PAGE TEXT:
_ _ _ _ _
There could be many reasons for the revolt against the Turkish leadership. Turkey has many anti-Islamic elements that want to destabilize Turkey in the hope that USA and Europe would support their cause. Erdogan has in effect provoked a resumption of a civil war in Turkish Kurdistan. In the opinion of many Turkish politicians and Kurds themselves, it was his actions that triggered a flare-up in hostilities and wiped out years of efforts to establish a peace dialogue.
There is a serious ideological conflict between the army, which has been traditionally considered a guarantor of the secular nature of the Turkish state, and the elected Islamist authorities. For a long time it seemed that Erdogan, who is pursuing a policy of Islamization, had the upper hand, after suppressing the resistance of the generals for more powers and, having “purged” the officer corps through a series of large-scale court trials for their anti-Turkey activities. Society is split, as was testified by the mass protests in 2013.
As relations with the EU are ruined, Turkey has practically no chances of joining the EU in the foreseeable future, whereas it is this goal that the country’s leadership has been proclaiming for several decades. The Kurdish issue has caused serious tensions with the United States, while the downed Russian bomber has provoked an unprecedented crisis in relations with Moscow, which only recently was considered to be Turkey’s key partner.
It would appear that all these circumstances have prompted the Turkish president’s opponents into decisive action. Erdogan is pushing for realignment with Russia and Israel. The military plotters may have come to the conclusion that time has come to act. The military coup was untimely as Turkey has already mended ties with Russia and Israel. It was also suggested that the coup had deep-lying causes and reflected the pressing issues of Turkish society.
Russian and Turkish presidents share authoritarianism attitudes. May be, the concentration of all power in the hands of the Turkish president increases the risk of ill-judged decisions, and the Russian authorities will be taking this into account.
While the international community condemned the attempt to seize power in Turkey, Moscow was more restrained in its reaction, with no outright condemnation of the coup bid. Russian Prime Minister Dmitry Medvedev urged Ankara to restore the constitutional order as soon as possible. “What happened shows that there are strong and deep divisions inside Turkish society and the armed forces, which were manifested in these events,” he said. Kremlin press secretary Dmitry Peskov expressed concern at the developments in Turkey, saying that Russia was keen to see the events unfolding in Turkey end “in a legitimate way as soon as possible” and hoped that the country would “return to the path of stability, predictability, and law and order.”
The developments in Turkey will not have a negative effect on relations with Moscow.“The attempted coup failed. The plotters have been arrested. Democracy has triumphed. The country’s leadership will start to pursue a more independent policy aimed at strengthening security in the country. The downside will be a drop in the number of Russian tourists and a delay in the lifting of Russia’s economic sanctions
Two flights of Turkish Airlines from Antalya resort town landed in Moscow, according to online data of Moscow’s Vnukovo Airport. A flight from Istanbul airport to Moscow also landed this morning. These are the first flights from Turkey that landed in Moscow after the coup attempt. Russia has currently restricted flights to Turkey. However, Russian and Turkish air carriers may continue performing flights from Turkey, the Russian aviation authority said earlier. Russian flag carrier Airport will start delivering Russians trapped in Istanbul and Antalya today. SU2134 Moscow – Istanbul flight will take passengers in Istanbul and return back to Moscow on July 18, Aeroflot spokesperson told TASS earlier. SU2142 flight will depart from Moscow to Antalya on July 18.
_ _ _ _ _
DATA SEGMENT:

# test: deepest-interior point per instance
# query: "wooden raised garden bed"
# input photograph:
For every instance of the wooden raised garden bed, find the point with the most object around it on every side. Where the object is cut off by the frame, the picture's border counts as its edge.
_ _ _ _ _
In the text about the coup attempt in Turkey, what did Russian Prime Minister Dmitry Medvedev urge Ankara to do?

He urged Ankara to restore the constitutional order as soon as possible.